§ **WHAT IS REQUIRED**:
Quote, exactly, the line holding "fist. Keep to one point per instance." and all lines after it to the end of the records below. Exclude pictures.

[Object pointing dataset rows]
....

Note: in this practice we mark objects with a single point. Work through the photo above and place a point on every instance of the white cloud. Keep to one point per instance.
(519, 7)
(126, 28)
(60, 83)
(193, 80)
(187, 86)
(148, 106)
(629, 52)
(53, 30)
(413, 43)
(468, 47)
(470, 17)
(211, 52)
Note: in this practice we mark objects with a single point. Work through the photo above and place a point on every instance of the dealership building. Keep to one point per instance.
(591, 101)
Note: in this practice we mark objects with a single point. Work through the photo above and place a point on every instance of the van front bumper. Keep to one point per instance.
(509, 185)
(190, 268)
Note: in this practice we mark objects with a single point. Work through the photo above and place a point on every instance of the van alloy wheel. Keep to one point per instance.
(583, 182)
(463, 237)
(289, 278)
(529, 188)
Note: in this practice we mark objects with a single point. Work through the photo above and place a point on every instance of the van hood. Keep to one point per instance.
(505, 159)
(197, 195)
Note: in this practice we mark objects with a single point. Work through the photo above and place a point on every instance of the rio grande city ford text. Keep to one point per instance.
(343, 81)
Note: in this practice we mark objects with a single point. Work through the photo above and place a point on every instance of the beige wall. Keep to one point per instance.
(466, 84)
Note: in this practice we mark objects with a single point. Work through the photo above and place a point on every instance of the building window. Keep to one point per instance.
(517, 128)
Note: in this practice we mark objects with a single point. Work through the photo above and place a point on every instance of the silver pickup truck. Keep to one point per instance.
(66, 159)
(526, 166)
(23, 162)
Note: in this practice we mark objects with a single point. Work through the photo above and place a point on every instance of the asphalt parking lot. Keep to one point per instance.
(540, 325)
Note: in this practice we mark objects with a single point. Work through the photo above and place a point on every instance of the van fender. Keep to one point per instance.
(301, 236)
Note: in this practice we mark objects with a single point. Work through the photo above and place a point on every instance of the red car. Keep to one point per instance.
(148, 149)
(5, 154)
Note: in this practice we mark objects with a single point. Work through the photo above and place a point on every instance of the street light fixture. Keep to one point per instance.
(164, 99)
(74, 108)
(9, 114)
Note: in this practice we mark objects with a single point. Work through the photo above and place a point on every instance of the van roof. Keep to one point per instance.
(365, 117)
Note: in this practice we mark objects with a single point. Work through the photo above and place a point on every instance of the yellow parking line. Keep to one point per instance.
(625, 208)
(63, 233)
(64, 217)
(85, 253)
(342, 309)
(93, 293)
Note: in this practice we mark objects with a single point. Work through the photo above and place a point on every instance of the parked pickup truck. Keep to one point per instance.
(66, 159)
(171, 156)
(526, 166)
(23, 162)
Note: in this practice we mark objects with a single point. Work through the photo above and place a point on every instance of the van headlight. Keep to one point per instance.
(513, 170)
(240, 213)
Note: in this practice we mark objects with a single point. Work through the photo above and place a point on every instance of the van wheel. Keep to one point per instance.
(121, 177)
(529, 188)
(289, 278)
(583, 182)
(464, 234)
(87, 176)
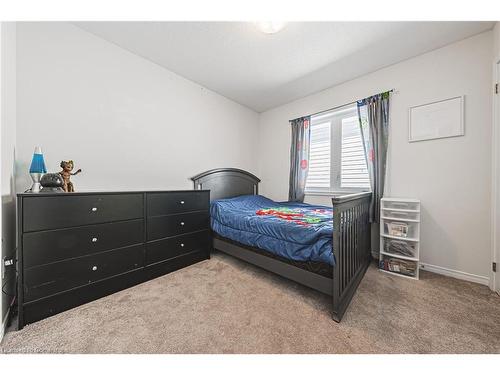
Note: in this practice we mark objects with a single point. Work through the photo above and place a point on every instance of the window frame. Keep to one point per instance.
(335, 118)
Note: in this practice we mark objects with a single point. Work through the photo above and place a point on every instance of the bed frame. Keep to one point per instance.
(351, 238)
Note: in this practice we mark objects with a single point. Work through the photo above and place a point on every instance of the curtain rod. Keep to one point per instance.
(339, 106)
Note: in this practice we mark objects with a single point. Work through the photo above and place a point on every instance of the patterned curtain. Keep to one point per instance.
(373, 115)
(299, 158)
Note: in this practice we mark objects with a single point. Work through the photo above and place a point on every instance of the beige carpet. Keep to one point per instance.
(223, 305)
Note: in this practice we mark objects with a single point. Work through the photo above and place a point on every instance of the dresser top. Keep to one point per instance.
(97, 192)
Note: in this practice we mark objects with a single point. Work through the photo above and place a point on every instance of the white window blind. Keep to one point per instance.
(319, 157)
(337, 156)
(354, 173)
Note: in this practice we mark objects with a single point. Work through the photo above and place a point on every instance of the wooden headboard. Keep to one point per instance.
(227, 183)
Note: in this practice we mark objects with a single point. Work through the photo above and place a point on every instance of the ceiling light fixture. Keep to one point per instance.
(270, 27)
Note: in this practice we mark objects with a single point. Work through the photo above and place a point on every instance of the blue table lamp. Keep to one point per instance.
(37, 169)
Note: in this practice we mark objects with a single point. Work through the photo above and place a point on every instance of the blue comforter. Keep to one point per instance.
(291, 230)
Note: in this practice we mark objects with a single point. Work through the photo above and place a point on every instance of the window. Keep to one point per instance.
(337, 156)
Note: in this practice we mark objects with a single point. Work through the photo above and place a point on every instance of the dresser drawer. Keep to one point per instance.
(161, 250)
(57, 277)
(177, 202)
(55, 245)
(173, 225)
(54, 212)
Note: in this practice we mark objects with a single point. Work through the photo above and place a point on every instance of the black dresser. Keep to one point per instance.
(77, 247)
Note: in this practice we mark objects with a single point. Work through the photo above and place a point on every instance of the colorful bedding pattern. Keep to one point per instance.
(296, 231)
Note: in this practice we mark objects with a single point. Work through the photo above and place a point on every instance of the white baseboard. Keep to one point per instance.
(456, 274)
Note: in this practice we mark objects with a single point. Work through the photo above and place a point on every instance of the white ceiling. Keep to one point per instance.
(263, 71)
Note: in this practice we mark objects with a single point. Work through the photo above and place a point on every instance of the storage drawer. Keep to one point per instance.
(396, 205)
(55, 212)
(173, 225)
(55, 245)
(53, 278)
(161, 250)
(400, 215)
(177, 202)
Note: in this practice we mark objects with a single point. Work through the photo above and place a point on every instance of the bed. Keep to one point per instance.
(294, 240)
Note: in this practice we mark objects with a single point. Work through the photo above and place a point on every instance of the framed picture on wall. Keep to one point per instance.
(439, 119)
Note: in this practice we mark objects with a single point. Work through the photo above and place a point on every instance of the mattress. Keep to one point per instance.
(294, 231)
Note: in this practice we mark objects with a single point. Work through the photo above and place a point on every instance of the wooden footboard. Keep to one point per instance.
(351, 247)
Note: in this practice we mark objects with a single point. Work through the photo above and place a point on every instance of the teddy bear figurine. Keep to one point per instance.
(66, 174)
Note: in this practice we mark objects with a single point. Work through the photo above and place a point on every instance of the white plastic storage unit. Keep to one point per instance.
(400, 237)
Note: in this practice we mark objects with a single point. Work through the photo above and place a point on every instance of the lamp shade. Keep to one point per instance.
(37, 163)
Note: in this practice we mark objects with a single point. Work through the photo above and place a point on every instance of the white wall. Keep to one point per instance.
(452, 177)
(7, 147)
(496, 157)
(127, 122)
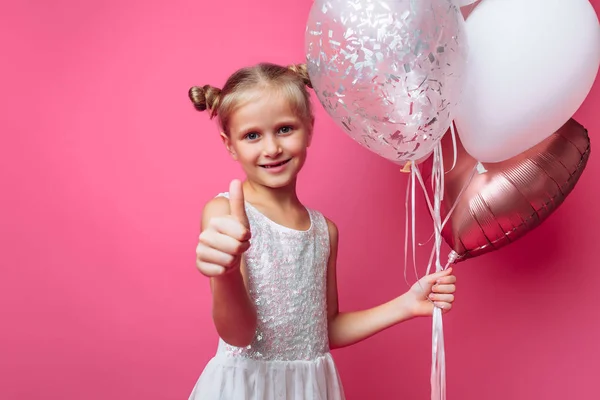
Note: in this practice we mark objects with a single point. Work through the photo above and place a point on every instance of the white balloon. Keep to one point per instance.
(531, 65)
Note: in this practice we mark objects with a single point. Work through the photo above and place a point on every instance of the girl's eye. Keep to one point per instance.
(285, 129)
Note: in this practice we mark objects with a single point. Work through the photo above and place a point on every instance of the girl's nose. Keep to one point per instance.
(272, 147)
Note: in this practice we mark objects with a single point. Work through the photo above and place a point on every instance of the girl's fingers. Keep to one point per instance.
(447, 289)
(210, 270)
(223, 243)
(445, 298)
(210, 255)
(444, 306)
(447, 279)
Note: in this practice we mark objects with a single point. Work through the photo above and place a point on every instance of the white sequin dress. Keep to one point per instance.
(289, 357)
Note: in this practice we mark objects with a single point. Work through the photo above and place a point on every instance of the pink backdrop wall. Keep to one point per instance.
(105, 167)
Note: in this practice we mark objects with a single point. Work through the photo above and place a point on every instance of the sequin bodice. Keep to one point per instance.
(287, 272)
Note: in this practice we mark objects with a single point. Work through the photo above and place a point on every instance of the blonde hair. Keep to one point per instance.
(290, 80)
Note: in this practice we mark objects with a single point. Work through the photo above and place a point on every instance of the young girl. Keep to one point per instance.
(272, 261)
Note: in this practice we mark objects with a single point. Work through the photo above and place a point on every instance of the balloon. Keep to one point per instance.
(531, 64)
(389, 72)
(512, 197)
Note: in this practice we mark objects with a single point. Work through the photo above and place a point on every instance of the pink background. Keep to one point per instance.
(105, 167)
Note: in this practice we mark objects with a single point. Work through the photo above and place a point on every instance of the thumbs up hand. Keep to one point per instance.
(226, 236)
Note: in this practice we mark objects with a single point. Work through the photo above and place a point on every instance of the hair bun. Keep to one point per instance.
(205, 98)
(302, 72)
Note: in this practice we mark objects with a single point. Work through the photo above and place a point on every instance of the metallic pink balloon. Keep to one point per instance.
(512, 197)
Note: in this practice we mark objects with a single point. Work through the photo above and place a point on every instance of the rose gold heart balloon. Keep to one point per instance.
(513, 196)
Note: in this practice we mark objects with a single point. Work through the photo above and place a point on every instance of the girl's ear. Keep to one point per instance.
(227, 143)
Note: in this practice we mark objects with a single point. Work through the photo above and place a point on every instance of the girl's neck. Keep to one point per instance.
(284, 197)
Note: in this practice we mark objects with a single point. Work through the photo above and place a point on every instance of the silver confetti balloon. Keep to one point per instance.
(389, 72)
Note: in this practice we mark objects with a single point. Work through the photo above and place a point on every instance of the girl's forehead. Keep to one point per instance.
(264, 103)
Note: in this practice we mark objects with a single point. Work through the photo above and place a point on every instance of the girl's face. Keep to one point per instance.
(268, 139)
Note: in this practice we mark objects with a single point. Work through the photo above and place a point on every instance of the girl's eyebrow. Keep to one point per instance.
(248, 129)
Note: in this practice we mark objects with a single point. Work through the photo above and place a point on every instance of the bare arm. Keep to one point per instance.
(220, 257)
(347, 328)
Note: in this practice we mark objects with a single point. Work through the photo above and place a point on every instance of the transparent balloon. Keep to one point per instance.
(390, 73)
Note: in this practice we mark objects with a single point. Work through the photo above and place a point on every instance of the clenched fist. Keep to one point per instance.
(225, 237)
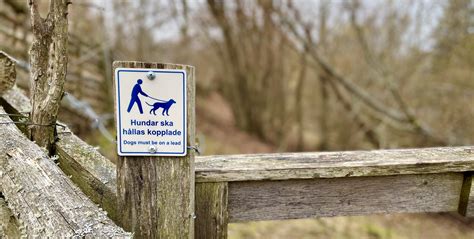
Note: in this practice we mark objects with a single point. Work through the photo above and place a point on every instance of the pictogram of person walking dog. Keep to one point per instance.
(135, 99)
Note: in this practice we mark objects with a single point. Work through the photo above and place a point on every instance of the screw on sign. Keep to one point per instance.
(155, 170)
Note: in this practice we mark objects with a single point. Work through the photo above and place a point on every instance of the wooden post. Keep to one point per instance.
(7, 72)
(211, 210)
(156, 194)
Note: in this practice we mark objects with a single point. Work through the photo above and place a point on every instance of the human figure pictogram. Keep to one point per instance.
(137, 90)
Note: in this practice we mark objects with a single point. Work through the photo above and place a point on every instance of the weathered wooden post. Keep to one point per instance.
(155, 192)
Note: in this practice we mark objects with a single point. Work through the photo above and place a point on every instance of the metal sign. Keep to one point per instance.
(151, 112)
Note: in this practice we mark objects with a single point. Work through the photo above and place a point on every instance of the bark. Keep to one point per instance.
(48, 59)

....

§ **ANSWER TO THE TASK**:
Note: in this practice we mark objects with a single point. Work through the photo above and place a point on every instance of the clenched fist. Keep to one point per instance.
(225, 237)
Note: in this practice we mark objects with a single point. Work through the photo above and place a point on every instance of the pictogram of person walking dog. Keep to one point per instance.
(135, 99)
Note: in this practice we mark objects with a single point. Work through the photo above and place a point on every instance of the screw on sign. Keep to one point per instance.
(155, 170)
Note: in this practice we mark objects with a single point. Work through the photo above and place a point on every instance of the wooden post. Keep to one point per instance.
(7, 72)
(211, 210)
(156, 194)
Note: in this practice we mark objects with a single point. Work through the photo above and place a point on every instance of the human figure pictogram. Keep to one point per instance.
(137, 90)
Note: in this practice we mark objects with a single point. Work through the photo above and place a point on every instance of the weathered wooden post. Keep to one point per instance.
(155, 192)
Note: in this practice we mark objects with a single point. Work through the photo above and place a point on every instance of the metal sign. Keep to one point per instance.
(151, 112)
Note: in this practice we mark objects with a single point. Work through the photo above and place a point on every instance of the bark. Keep to one point per instance.
(48, 59)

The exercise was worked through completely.